• Journal of anesthesia · Feb 2023

    The intraoperative motor-evoked potential when propofol was changed to remimazolam during general anesthesia: a case series.

    • Shoto Yamada, Yukinori Akiyama, Shunsuke Tachibana, Kengo Hayamizu, Yusuke Kimura, Shuichi Hashimoto, Michiaki Yamakage, and Nobuhiro Mikuni.
    • Department of Neurosurgery, Sapporo Medical University, South 1, West 16, Chuo-ku, Sapporo-shi, Hokkaido, 060-8543, Japan.
    • J Anesth. 2023 Feb 1; 37 (1): 154159154-159.

    AbstractRemimazolam is a short-acting benzodiazepine that was approved for clinical use in 2020. We report three patients who underwent surgery for cerebral and spinal cord tumors, in whom transcranial electrical stimulation-motor-evoked potential (TES-MEP) was successfully monitored under general anesthesia with remimazolam. During total intravenous anesthesia with propofol at a target concentration of 2.7 - 3.5 µg/mL and 0.1 - 0.35 µg/kg/min of remifentanil, delayed awakening, bradycardia, and hypotension during propofol anesthesia were expected in all three cases. With patient safety as the top priority, we considered changing the anesthetic agent. Propofol was replaced with remimazolam at a loading dose of 12 mg/kg/h for a few seconds (case 3), followed by 1 mg/kg/h for maintenance (cases 1-3). TES-MEP was recorded during propofol and remimazolam administration in all three patients. Amplitudes of TES-MEP during anesthesia with propofol and remimazolam were 461.5 ± 150 µV and 590.5 ± 100.9 µV, 1542 ± 127 µV and 1698 ± 211 µV, and 581.5 ± 91.3 µV and 634 ± 82.7 µV sequentially from Case 1. Our findings suggest that intraoperative TES-MEP could be measured when anesthesia was managed with remimazolam at 1 mg/kg/h.© 2022. The Author(s) under exclusive licence to Japanese Society of Anesthesiologists.

Information supplied:
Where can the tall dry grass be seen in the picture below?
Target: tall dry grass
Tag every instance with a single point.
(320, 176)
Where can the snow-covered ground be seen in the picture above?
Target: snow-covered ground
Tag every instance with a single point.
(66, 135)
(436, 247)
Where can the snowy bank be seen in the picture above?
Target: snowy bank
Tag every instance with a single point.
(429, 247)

==

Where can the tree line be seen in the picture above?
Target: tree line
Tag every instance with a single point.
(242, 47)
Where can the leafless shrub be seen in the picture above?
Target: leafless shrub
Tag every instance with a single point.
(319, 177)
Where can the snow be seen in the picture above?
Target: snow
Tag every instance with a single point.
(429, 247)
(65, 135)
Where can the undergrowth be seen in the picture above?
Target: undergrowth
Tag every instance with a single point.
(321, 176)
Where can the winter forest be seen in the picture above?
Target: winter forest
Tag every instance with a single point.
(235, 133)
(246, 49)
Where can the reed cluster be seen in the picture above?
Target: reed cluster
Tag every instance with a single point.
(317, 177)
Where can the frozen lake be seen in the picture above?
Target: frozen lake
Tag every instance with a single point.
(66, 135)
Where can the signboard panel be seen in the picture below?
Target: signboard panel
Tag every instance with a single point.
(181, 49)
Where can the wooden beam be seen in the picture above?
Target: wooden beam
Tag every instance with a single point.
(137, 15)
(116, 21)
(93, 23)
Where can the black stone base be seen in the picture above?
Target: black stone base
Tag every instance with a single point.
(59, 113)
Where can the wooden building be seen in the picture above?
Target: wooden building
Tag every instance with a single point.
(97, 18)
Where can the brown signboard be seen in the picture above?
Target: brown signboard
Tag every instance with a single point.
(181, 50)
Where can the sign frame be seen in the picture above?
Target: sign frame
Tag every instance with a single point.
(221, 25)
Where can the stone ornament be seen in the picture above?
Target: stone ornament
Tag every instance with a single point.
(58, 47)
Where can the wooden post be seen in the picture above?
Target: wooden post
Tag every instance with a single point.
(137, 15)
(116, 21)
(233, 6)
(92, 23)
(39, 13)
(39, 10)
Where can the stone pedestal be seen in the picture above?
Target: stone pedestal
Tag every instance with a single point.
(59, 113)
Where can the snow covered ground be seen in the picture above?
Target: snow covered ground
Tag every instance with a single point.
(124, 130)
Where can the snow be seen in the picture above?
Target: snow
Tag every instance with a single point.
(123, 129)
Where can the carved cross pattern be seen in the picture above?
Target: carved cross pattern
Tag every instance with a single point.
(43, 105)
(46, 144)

* * *

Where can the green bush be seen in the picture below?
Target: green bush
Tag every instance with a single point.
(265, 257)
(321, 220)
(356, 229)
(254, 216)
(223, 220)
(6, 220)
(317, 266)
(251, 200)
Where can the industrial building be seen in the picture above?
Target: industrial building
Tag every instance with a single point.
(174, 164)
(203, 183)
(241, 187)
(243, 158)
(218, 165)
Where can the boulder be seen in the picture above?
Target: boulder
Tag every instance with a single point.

Exercise 1:
Answer from the abstract:
(a) In what year was remimazolam approved for clinical use?
(b) At what rate was remimazolam given for maintenance in all three cases?
(c) Which department and university are listed as the authors' affiliation?
Exercise 2: List each problem that the abstract says was expected during propofol anesthesia in all three cases.
Exercise 3: Transcribe the part of the abstract that begins at the words "The intraoperative motor-evoked" and stop after "Hokkaido, 060-8543, Japan.".
The entries play no part in the work on the abstract.

Task solution 1:
(a) 2020
(b) 1 mg/kg/h
(c) The Department of Neurosurgery, Sapporo Medical University

Task solution 2:
- Delayed awakening
- Bradycardia
- Hypotension

Task solution 3:
The intraoperative motor-evoked potential when propofol was changed to remimazolam during general anesthesia: a case series.

    • Shoto Yamada, Yukinori Akiyama, Shunsuke Tachibana, Kengo Hayamizu, Yusuke Kimura, Shuichi Hashimoto, Michiaki Yamakage, and Nobuhiro Mikuni.
    • Department of Neurosurgery, Sapporo Medical University, South 1, West 16, Chuo-ku, Sapporo-shi, Hokkaido, 060-8543, Japan.